Render the material from the line containing "[outline] dark window pane" through the line containing "[[[8,63],[17,63],[17,57],[9,55],[8,56]]]" as a numbered list. Skip blank lines and leave out the pictures.

_Data for the task:_
——

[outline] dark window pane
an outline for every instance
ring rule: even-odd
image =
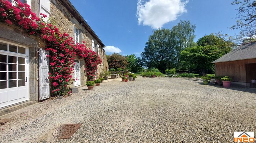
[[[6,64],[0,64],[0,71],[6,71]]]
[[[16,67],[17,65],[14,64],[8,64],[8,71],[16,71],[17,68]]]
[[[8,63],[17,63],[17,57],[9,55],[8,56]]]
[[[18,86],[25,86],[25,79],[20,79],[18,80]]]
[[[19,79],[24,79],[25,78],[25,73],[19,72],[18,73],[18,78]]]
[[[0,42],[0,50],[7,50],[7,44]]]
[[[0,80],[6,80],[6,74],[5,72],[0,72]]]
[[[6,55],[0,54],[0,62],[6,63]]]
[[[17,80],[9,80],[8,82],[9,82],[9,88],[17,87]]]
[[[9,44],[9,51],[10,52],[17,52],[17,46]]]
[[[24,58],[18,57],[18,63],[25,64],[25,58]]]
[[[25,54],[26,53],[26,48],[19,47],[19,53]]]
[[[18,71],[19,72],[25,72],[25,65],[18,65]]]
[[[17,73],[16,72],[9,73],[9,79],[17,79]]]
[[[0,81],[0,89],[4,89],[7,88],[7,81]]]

——

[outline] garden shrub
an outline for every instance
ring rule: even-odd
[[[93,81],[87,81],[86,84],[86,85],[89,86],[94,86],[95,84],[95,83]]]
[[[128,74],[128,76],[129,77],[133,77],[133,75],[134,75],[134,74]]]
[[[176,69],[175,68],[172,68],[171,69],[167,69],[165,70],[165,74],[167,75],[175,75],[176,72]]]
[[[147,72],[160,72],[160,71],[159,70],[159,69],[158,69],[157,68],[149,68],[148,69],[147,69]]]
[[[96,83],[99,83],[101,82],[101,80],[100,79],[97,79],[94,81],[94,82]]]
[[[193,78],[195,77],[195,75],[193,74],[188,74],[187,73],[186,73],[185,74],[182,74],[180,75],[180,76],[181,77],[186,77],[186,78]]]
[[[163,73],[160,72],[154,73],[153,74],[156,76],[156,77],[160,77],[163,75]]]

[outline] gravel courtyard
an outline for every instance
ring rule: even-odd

——

_Task answer:_
1. [outline] dark window pane
2. an outline for every instance
3. ring rule: even-odd
4. image =
5. [[[6,64],[0,64],[0,71],[6,71]]]
6. [[[16,67],[17,65],[14,64],[8,64],[8,71],[16,71],[17,68]]]
7. [[[8,63],[17,63],[17,57],[9,55],[8,56]]]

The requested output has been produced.